Stored entries
** START **

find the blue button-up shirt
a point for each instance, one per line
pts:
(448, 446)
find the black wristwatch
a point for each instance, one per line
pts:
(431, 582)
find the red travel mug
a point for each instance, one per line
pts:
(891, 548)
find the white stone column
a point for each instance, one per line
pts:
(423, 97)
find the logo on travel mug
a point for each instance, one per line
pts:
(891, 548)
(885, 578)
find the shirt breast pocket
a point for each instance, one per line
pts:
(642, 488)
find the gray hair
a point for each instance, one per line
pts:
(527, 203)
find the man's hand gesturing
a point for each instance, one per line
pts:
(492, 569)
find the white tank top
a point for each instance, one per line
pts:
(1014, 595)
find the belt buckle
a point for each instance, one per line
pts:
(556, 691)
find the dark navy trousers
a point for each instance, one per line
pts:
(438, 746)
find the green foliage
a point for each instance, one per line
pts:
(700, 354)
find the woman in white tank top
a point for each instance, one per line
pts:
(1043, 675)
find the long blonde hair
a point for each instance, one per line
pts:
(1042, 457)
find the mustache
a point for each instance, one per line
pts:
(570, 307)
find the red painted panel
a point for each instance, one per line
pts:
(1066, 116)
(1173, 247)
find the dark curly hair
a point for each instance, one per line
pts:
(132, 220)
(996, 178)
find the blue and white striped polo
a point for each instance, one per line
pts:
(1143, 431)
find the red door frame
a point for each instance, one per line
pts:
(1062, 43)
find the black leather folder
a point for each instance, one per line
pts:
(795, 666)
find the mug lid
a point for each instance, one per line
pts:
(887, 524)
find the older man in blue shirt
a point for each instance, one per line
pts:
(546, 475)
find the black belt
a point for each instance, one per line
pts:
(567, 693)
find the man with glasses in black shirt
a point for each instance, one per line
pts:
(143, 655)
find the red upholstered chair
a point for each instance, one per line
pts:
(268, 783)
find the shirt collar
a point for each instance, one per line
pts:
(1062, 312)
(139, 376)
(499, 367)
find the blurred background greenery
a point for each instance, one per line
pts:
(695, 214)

** END **

## Your goal
Copy out all of the material above, line by line and word for word.

## Solved exercise
find the blue button-up shirt
a point for each instance, one per line
pts:
(448, 446)
find the black wristwatch
a point for each instance, one per line
pts:
(431, 582)
find the red travel mug
a point for each instance, one per line
pts:
(891, 548)
find the white stone column
a point for each instance, one per line
pts:
(423, 97)
find the logo on travel mug
a point for each instance, one per line
pts:
(891, 548)
(885, 578)
find the shirt breast pocket
a point for each instance, one per line
pts:
(642, 488)
find the gray hair
a point for each instance, one per line
pts:
(527, 203)
find the man's hand gesturing
a point for each instance, one per line
pts:
(492, 569)
find the white tank top
a point for each instance, one per line
pts:
(1014, 595)
find the belt buckle
a point for each instance, one per line
pts:
(556, 691)
find the dark navy trousers
a point for each instance, one per line
pts:
(438, 746)
find the green foliage
a point for each instance, one per line
pts:
(700, 354)
find the woman in white tank top
a point for each instance, one per line
pts:
(1043, 675)
find the long blonde hair
a point for each instance, one per line
pts:
(1042, 457)
find the mustache
a point for each instance, one per line
pts:
(570, 307)
find the red painted panel
a point for each instance, one per line
pts:
(1066, 116)
(1173, 247)
find the dark curly hair
a point for each instance, one per line
pts:
(132, 220)
(996, 178)
find the blue and white striped polo
a point for each instance, one per line
pts:
(1143, 431)
find the red door frame
a point for each instance, one per line
pts:
(1062, 43)
find the black leather folder
a point for each instance, one per line
pts:
(795, 666)
find the mug lid
a point for each instance, one per line
pts:
(887, 524)
find the older man in blue shirt
a point for each instance, one per line
pts:
(546, 475)
find the black belt
a point for each instance, one per line
pts:
(567, 693)
find the man with glasses in black shirt
a point for each instance, one per line
pts:
(143, 655)
find the red upholstered chair
a point for each instance, one per line
pts:
(268, 783)
find the shirt collar
a point for each instance, one per line
pts:
(1062, 312)
(139, 376)
(499, 367)
find the blurred background greenery
a point for each instance, one per line
pts:
(695, 214)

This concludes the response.